_課題一覧_
- 1) 抜粋文で、筆者が周りからまだ形成外科医だと言われるかもしれないと考える理由を、1〜3文で説明せよ。
- 2) 次の(a)〜(c)が抜粋文の内容と合っているかを判定せよ。それぞれ「はい」か「いいえ」で答え、決め手となる本文の語句をそのまま引用すること。
(a) 筆者は形成外科をやめて精神科に移り、3年が過ぎた。
(b) 筆者は精神科を大学で体系的に学んだ。
(c) 竹内薫は大学や研究機関に所属している。
- 3) 抜粋文の「難しい科学理論を、巧みな比喩で、出来るだけやさしく噛み砕いて、」から「しばらくはお許しください。)」までを、一字も変えずにすべて書き写せ。

_抜粋文_
════════════════
早いもので、形成外科をやめ、精神科に転科して3年が過ぎました。

先に異端者について書きましたが(2013.10.16)、今の自分は形成外科と精神科の「境界人」なのかなあ、と思っています。

難しい科学理論を、巧みな比喩で、出来るだけやさしく噛み砕いて、
中学生でも分かる程度に解説してくれる科学哲学者、物理学者の竹内薫が、自身が文系と理系を勉強した経歴から、物理学界、哲学学界のどちらからも異端児扱いされ、また、大学や研究機関に属さず独学の士であることから、専門家と素人の境界に生きていると謙遜して、自らを「境界人」と述べているが、不遜にも、それにならって言うのでありますが、、。

今の専門知識の量は、どちらが多いかわかりませんが、学問的業績を言えば、形成外科では、今でも通用する有効な自分の作った理論、概念、手術法がいくつも残っているのに対し、精神科の業績は全くのゼロですので、自分の意識に反して、周りはまだ形成外科医だろうと言うのかもしれません。

それに精神科はあくまでも独学であり、まさに素人との境界を彷徨っています。

それに加えて、私は今の勤務先病院を12月一杯で退職するので、もう専門は何も持たない、ただの年金受給者という方が相応しいのかもしれません。

(ホームページの履歴が虚偽になりますが、そのうちに全面的に改定しますので、しばらくはお許しください。)

このホームページでも述べてきましたように、精神医学を勉強する時に、量子論を脇におきながら見てきましたから、自然界や精神界に超越的なものを設定せざるをえなくなり、勢い興味は哲学、宗教的なものに行きがちです。
════════════════
_元データ_
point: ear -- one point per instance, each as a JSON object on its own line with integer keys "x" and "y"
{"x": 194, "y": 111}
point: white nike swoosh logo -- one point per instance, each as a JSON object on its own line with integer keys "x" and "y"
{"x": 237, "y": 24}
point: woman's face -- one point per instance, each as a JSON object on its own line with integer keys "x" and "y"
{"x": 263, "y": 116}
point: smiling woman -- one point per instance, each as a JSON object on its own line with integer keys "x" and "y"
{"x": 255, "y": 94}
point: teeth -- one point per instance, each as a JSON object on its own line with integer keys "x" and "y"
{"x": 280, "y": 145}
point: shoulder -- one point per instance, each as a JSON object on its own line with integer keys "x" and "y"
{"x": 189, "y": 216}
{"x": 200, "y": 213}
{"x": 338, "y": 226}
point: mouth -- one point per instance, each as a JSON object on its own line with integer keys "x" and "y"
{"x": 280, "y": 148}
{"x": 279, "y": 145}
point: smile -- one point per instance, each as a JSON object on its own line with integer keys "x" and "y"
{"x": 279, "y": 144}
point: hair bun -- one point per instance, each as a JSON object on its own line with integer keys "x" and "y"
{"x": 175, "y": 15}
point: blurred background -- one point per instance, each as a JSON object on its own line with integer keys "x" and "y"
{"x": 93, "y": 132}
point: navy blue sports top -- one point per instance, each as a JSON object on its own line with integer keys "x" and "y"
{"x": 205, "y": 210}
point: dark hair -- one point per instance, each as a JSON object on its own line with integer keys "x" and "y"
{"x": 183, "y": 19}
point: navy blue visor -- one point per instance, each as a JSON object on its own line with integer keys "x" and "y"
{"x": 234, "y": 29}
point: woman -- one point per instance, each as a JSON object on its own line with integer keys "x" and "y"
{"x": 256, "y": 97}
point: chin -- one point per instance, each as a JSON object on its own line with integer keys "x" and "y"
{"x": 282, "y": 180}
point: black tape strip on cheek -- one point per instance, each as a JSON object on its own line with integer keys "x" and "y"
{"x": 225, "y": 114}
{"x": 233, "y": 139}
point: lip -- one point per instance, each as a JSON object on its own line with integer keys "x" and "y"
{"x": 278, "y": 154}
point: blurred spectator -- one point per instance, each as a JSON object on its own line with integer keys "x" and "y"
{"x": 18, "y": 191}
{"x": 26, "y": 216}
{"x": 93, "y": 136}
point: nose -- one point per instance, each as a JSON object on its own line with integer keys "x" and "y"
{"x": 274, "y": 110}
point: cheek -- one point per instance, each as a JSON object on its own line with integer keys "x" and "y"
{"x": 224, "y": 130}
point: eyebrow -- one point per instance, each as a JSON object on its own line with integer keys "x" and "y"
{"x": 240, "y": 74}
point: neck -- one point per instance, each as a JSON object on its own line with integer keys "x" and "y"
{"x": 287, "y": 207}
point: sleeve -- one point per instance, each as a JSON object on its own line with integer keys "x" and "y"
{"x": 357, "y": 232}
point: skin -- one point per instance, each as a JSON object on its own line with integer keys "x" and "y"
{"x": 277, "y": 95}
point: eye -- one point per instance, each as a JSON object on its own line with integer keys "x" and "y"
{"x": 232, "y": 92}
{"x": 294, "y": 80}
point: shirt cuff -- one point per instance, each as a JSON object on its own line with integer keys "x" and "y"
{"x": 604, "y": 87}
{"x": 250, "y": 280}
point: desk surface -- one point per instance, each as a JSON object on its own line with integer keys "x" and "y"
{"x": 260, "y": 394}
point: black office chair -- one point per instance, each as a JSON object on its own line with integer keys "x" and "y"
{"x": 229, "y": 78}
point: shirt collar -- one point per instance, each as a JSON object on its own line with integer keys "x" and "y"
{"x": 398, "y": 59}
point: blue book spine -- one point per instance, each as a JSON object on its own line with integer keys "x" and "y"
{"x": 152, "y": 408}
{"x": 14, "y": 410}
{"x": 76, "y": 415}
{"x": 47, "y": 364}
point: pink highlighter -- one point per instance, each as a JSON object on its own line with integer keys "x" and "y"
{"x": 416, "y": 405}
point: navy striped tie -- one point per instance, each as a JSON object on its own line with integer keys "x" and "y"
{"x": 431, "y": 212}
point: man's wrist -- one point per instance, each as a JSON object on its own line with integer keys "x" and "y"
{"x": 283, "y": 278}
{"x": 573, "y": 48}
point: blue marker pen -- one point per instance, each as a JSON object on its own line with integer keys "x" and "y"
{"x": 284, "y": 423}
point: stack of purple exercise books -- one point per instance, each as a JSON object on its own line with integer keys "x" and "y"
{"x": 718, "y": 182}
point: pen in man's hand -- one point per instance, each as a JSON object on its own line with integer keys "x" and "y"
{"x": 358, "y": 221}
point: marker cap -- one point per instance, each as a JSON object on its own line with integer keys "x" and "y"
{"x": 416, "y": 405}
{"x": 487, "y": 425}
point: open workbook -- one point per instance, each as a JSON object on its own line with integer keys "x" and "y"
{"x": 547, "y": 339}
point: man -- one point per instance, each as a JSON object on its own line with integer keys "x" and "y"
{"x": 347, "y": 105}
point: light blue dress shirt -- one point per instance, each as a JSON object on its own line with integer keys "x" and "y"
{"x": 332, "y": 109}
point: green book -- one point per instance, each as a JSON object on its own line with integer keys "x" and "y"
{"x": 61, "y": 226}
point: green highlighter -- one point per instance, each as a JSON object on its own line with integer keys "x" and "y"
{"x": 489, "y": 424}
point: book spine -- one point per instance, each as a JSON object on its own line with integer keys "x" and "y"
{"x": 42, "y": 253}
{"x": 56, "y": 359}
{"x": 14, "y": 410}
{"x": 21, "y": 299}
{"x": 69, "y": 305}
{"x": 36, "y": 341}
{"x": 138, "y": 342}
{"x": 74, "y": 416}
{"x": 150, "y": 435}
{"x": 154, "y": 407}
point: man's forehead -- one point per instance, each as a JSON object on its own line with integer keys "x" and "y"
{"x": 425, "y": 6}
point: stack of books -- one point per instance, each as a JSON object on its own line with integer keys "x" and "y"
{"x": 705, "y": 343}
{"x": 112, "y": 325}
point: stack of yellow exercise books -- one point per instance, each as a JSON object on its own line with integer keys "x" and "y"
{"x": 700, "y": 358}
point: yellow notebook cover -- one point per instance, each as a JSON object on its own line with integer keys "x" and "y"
════════════════
_解答_
- 1) 形成外科では、今でも通用する有効な自分の作った理論、概念、手術法がいくつも残っている。これに対し、精神科の学問的業績は全くのゼロだからである。

- 2)
(a) はい。「形成外科をやめ、精神科に転科して3年が過ぎました」
(b) いいえ。「精神科はあくまでも独学であり」
(c) いいえ。「大学や研究機関に属さず独学の士である」

- 3)
難しい科学理論を、巧みな比喩で、出来るだけやさしく噛み砕いて、
中学生でも分かる程度に解説してくれる科学哲学者、物理学者の竹内薫が、自身が文系と理系を勉強した経歴から、物理学界、哲学学界のどちらからも異端児扱いされ、また、大学や研究機関に属さず独学の士であることから、専門家と素人の境界に生きていると謙遜して、自らを「境界人」と述べているが、不遜にも、それにならって言うのでありますが、、。

今の専門知識の量は、どちらが多いかわかりませんが、学問的業績を言えば、形成外科では、今でも通用する有効な自分の作った理論、概念、手術法がいくつも残っているのに対し、精神科の業績は全くのゼロですので、自分の意識に反して、周りはまだ形成外科医だろうと言うのかもしれません。

それに精神科はあくまでも独学であり、まさに素人との境界を彷徨っています。

それに加えて、私は今の勤務先病院を12月一杯で退職するので、もう専門は何も持たない、ただの年金受給者という方が相応しいのかもしれません。

(ホームページの履歴が虚偽になりますが、そのうちに全面的に改定しますので、しばらくはお許しください。)